==== Data to process ====
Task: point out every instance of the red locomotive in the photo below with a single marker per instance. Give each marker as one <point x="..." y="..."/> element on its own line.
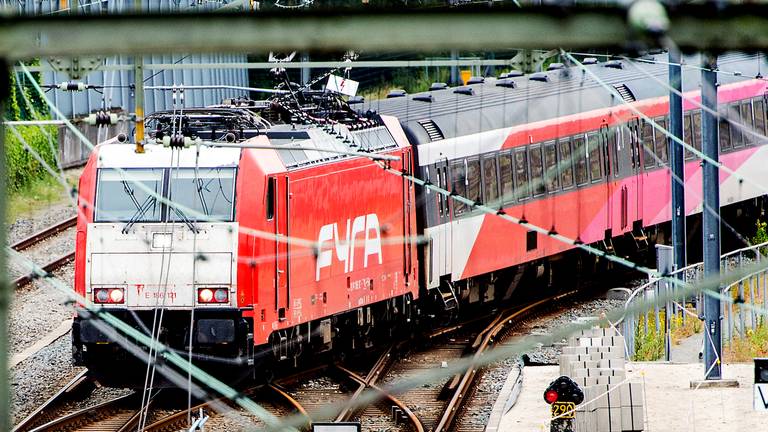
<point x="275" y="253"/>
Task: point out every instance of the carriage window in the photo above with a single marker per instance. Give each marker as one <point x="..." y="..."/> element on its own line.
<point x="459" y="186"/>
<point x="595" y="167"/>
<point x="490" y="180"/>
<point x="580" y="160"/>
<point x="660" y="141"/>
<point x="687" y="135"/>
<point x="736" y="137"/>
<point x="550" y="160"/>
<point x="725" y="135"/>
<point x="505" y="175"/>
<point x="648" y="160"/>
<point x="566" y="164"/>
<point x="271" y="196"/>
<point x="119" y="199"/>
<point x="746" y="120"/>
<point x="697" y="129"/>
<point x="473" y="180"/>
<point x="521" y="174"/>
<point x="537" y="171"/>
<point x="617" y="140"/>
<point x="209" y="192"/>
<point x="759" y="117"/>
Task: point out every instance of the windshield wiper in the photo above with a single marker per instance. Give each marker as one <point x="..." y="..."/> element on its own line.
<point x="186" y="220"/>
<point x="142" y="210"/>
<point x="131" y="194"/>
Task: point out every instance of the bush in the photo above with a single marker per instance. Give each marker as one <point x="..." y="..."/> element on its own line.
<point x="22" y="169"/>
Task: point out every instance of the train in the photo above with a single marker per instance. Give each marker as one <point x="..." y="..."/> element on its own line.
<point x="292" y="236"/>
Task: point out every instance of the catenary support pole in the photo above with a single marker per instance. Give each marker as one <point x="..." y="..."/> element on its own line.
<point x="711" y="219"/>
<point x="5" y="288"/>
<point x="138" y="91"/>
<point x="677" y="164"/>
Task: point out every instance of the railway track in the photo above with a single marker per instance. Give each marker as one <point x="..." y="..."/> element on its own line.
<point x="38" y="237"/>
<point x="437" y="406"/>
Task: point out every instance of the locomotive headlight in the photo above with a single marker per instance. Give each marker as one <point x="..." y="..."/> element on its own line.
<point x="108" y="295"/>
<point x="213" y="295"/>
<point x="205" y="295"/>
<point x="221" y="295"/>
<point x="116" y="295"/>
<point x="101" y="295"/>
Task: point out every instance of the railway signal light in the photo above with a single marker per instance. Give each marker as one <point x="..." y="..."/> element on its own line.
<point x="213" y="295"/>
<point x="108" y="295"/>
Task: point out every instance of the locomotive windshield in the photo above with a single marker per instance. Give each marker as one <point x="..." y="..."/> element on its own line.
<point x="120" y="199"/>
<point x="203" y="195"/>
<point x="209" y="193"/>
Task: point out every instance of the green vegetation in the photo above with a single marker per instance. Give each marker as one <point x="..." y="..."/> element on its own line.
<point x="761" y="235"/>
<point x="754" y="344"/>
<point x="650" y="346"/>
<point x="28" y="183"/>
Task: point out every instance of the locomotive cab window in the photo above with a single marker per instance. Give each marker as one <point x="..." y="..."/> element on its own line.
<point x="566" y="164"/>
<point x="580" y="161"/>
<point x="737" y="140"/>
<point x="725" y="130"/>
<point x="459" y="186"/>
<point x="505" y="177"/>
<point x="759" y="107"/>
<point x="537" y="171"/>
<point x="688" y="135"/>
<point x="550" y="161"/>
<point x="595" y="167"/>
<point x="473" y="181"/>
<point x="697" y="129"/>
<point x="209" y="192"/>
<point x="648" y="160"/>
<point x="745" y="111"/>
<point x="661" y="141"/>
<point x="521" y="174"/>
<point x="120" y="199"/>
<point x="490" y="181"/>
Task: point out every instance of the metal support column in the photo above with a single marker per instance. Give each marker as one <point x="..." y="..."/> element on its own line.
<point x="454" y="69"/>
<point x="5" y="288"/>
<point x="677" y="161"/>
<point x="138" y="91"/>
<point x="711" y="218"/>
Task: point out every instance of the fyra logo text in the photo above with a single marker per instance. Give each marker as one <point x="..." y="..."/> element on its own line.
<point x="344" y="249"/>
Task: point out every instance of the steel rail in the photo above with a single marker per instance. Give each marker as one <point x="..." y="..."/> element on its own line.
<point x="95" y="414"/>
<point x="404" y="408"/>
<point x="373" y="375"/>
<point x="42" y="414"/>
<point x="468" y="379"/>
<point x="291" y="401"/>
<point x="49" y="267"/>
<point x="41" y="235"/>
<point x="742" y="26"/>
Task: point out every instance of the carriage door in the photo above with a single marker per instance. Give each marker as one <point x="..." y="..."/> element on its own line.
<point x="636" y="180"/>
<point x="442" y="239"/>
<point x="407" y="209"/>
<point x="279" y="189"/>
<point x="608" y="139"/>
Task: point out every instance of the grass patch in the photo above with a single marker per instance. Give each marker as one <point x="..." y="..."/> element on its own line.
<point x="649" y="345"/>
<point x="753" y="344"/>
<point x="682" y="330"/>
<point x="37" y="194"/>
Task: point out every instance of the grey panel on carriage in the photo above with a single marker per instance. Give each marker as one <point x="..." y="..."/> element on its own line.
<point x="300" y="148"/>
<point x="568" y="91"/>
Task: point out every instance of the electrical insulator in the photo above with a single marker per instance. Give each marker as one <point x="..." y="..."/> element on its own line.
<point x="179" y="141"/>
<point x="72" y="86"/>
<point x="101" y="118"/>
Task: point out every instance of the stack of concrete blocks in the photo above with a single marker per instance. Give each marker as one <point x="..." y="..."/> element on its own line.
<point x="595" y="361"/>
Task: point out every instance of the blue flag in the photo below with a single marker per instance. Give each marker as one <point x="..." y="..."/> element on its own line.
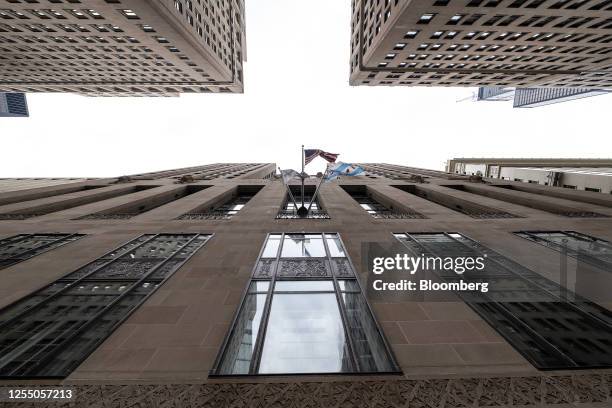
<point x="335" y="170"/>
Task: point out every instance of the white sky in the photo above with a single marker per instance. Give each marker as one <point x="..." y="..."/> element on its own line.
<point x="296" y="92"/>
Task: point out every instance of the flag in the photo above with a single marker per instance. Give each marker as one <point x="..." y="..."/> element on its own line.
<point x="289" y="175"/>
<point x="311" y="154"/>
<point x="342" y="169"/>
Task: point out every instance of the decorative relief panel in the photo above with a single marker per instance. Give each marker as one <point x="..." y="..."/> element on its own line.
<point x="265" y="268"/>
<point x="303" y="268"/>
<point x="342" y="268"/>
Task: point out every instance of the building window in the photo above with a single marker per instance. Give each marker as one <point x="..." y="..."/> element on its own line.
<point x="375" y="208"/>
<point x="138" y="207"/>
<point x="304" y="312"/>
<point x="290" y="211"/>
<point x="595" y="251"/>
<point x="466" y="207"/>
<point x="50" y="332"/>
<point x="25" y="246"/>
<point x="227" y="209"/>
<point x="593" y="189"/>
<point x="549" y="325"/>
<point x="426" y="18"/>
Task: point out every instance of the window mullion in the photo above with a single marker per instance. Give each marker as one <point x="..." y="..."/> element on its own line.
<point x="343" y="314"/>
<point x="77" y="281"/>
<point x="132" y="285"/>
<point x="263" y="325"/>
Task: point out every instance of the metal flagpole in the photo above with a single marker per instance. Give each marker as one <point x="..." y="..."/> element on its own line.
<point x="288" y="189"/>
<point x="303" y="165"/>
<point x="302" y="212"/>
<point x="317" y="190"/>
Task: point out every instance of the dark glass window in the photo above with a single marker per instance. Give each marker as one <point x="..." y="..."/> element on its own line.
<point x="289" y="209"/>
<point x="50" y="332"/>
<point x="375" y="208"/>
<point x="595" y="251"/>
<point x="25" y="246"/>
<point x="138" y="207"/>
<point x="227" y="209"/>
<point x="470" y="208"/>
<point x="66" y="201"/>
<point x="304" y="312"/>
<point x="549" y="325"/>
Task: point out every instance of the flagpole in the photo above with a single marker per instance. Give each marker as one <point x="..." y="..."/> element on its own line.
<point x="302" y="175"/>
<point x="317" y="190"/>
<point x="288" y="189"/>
====
**Written task:** Leave out the pictures, and give all the records again exactly.

**Response to the exercise:**
Task: point out every instance of the red locomotive in the photo below with a single marker per instance. Give each marker as one <point x="..." y="..."/> element on its own line.
<point x="275" y="253"/>
Task: point out every instance of the carriage window in the photo above with a single marker per instance. Give each marker as one <point x="..." y="..."/> element on its own line.
<point x="459" y="186"/>
<point x="595" y="167"/>
<point x="490" y="180"/>
<point x="580" y="160"/>
<point x="660" y="141"/>
<point x="687" y="135"/>
<point x="736" y="137"/>
<point x="550" y="160"/>
<point x="725" y="135"/>
<point x="505" y="175"/>
<point x="648" y="160"/>
<point x="566" y="164"/>
<point x="271" y="196"/>
<point x="119" y="199"/>
<point x="746" y="120"/>
<point x="697" y="129"/>
<point x="473" y="180"/>
<point x="521" y="174"/>
<point x="537" y="171"/>
<point x="617" y="140"/>
<point x="209" y="192"/>
<point x="759" y="117"/>
Task: point out every instance of the windshield wiper in the photo above with a single marker per instance. Give each marker as one <point x="..." y="..."/> element on its own line.
<point x="186" y="220"/>
<point x="142" y="210"/>
<point x="131" y="194"/>
Task: point out every instance of the bush in the photo above with a single marker per instance. Give each marker as one <point x="..." y="..."/> element on its own line.
<point x="22" y="169"/>
Task: point out every instance of the train in the photo above with a single marker per instance. Give each marker as one <point x="..." y="..."/> element on its own line.
<point x="292" y="236"/>
Task: point out every instance of the catenary support pole in the photo above with a single marker per instance. Give each marker as one <point x="..." y="..."/> element on its own line.
<point x="711" y="219"/>
<point x="5" y="288"/>
<point x="138" y="91"/>
<point x="677" y="164"/>
Task: point out every instance of the railway track in the photo above with a single marker per instance. Give each marker as one <point x="..." y="..."/> element on its own line.
<point x="38" y="237"/>
<point x="437" y="406"/>
Task: point out every instance of the locomotive headlight in the photo above with a single marker per instance. Give each marker as one <point x="..." y="..."/> element on its own line.
<point x="108" y="295"/>
<point x="213" y="295"/>
<point x="205" y="295"/>
<point x="221" y="295"/>
<point x="116" y="295"/>
<point x="101" y="295"/>
Task: point out every instance of the railway signal light in the photo above with a single marker per instance. Give each marker as one <point x="..." y="..."/> element on its own line.
<point x="213" y="295"/>
<point x="108" y="295"/>
Task: point out every instance of the locomotive windshield in the photo above with a single marker per instance. Give each marker as one <point x="..." y="..."/> element on its own line.
<point x="120" y="199"/>
<point x="203" y="195"/>
<point x="209" y="193"/>
Task: point out every instance of the green vegetation in the photo above with a single marker per instance. Give each marker as one <point x="..." y="..."/> element on its own line.
<point x="761" y="235"/>
<point x="754" y="344"/>
<point x="650" y="346"/>
<point x="28" y="183"/>
Task: point out every instance of the locomotive cab window in the photo above with a single marker per instance. Give each marker as one <point x="..." y="..."/> element on its own line.
<point x="566" y="164"/>
<point x="580" y="161"/>
<point x="737" y="140"/>
<point x="725" y="130"/>
<point x="459" y="186"/>
<point x="505" y="177"/>
<point x="759" y="107"/>
<point x="537" y="171"/>
<point x="688" y="135"/>
<point x="550" y="161"/>
<point x="595" y="167"/>
<point x="473" y="181"/>
<point x="697" y="129"/>
<point x="209" y="192"/>
<point x="648" y="160"/>
<point x="745" y="111"/>
<point x="661" y="141"/>
<point x="521" y="174"/>
<point x="120" y="199"/>
<point x="490" y="181"/>
Task: point out every instance of the metal support column in the photo above with a single marker per instance. Give each marker as one <point x="..." y="..."/> element on its own line.
<point x="454" y="69"/>
<point x="5" y="288"/>
<point x="677" y="161"/>
<point x="138" y="91"/>
<point x="711" y="218"/>
Task: point out every instance of the fyra logo text in the photo above with a single marker per instance. Give each marker as one <point x="..." y="..."/> element on its own line.
<point x="344" y="249"/>
Task: point out every instance of the steel rail in the photo above with a single marker per instance. Give each marker as one <point x="..." y="..."/> element on its own line.
<point x="95" y="414"/>
<point x="404" y="408"/>
<point x="373" y="375"/>
<point x="42" y="414"/>
<point x="468" y="379"/>
<point x="291" y="401"/>
<point x="49" y="267"/>
<point x="41" y="235"/>
<point x="742" y="26"/>
Task: point out every instance of the carriage door in the photo above with a single marker per instance. Give each marker as one <point x="..." y="..."/> element on its own line.
<point x="636" y="180"/>
<point x="442" y="239"/>
<point x="407" y="209"/>
<point x="279" y="189"/>
<point x="608" y="139"/>
Task: point out every instance of the grass patch in the photo above with a single marker per instance. Give each marker as one <point x="..." y="..."/> element on its own line.
<point x="649" y="345"/>
<point x="753" y="344"/>
<point x="682" y="330"/>
<point x="37" y="194"/>
Task: point out every instance of the grey panel on carriage in the photo above with a single marker per instance. Give each marker as one <point x="..." y="..."/> element on its own line.
<point x="300" y="148"/>
<point x="568" y="91"/>
Task: point out every instance of the electrical insulator in the photo above with a single marker per instance. Give each marker as one <point x="..." y="..."/> element on its own line.
<point x="179" y="141"/>
<point x="72" y="86"/>
<point x="101" y="118"/>
Task: point out every instance of the stack of concrete blocks in the photo above with a single marker per instance. Give each marker as one <point x="..." y="..."/> element on its own line.
<point x="595" y="361"/>
Task: point out every instance of the blue flag in the photo below with a single marker per instance. Give each marker as one <point x="..." y="..."/> element on its own line.
<point x="335" y="170"/>
Task: point out every instance of the white sky in the photo above with a single marker per instance. Give each marker as one <point x="..." y="..."/> element on its own line.
<point x="296" y="92"/>
Task: point out every instance of the flag in the photo above with a single marker per instance. Give each marker as one <point x="..." y="..."/> element on its own line.
<point x="289" y="175"/>
<point x="311" y="154"/>
<point x="342" y="169"/>
Task: point out every instance of the decorative relief panel in the photo above with a single marker per instance. Give each marker as one <point x="..." y="..."/> element on its own line.
<point x="265" y="268"/>
<point x="303" y="268"/>
<point x="342" y="268"/>
Task: point out every instance of the building window in the photo above with a single marker per instance. Give each marker as one <point x="..." y="..."/> element on its own line.
<point x="375" y="208"/>
<point x="138" y="207"/>
<point x="304" y="312"/>
<point x="290" y="211"/>
<point x="595" y="251"/>
<point x="466" y="207"/>
<point x="50" y="332"/>
<point x="25" y="246"/>
<point x="227" y="209"/>
<point x="593" y="189"/>
<point x="549" y="325"/>
<point x="426" y="18"/>
Task: point out every instance of the window mullion in the photo above with a single marker per instance. Give each marker as one <point x="..." y="..."/> element on its own line.
<point x="343" y="314"/>
<point x="77" y="281"/>
<point x="132" y="285"/>
<point x="263" y="325"/>
Task: point out every instance of the metal flagpole in the photo above with a single marker per instance. Give each marker as one <point x="..." y="..."/> element on its own line.
<point x="288" y="189"/>
<point x="303" y="165"/>
<point x="302" y="212"/>
<point x="317" y="190"/>
Task: point out every instance of the dark glass window in the photo above with a single marker per instance. Give each marker as one <point x="..." y="..."/> element on its own line.
<point x="289" y="209"/>
<point x="50" y="332"/>
<point x="375" y="208"/>
<point x="595" y="251"/>
<point x="25" y="246"/>
<point x="138" y="207"/>
<point x="227" y="209"/>
<point x="470" y="208"/>
<point x="66" y="201"/>
<point x="304" y="312"/>
<point x="549" y="325"/>
Task: point out every instance of the flagpole in the photo above with a single marker per instance. Give each marker as one <point x="..." y="..."/> element on its own line.
<point x="302" y="175"/>
<point x="317" y="190"/>
<point x="288" y="189"/>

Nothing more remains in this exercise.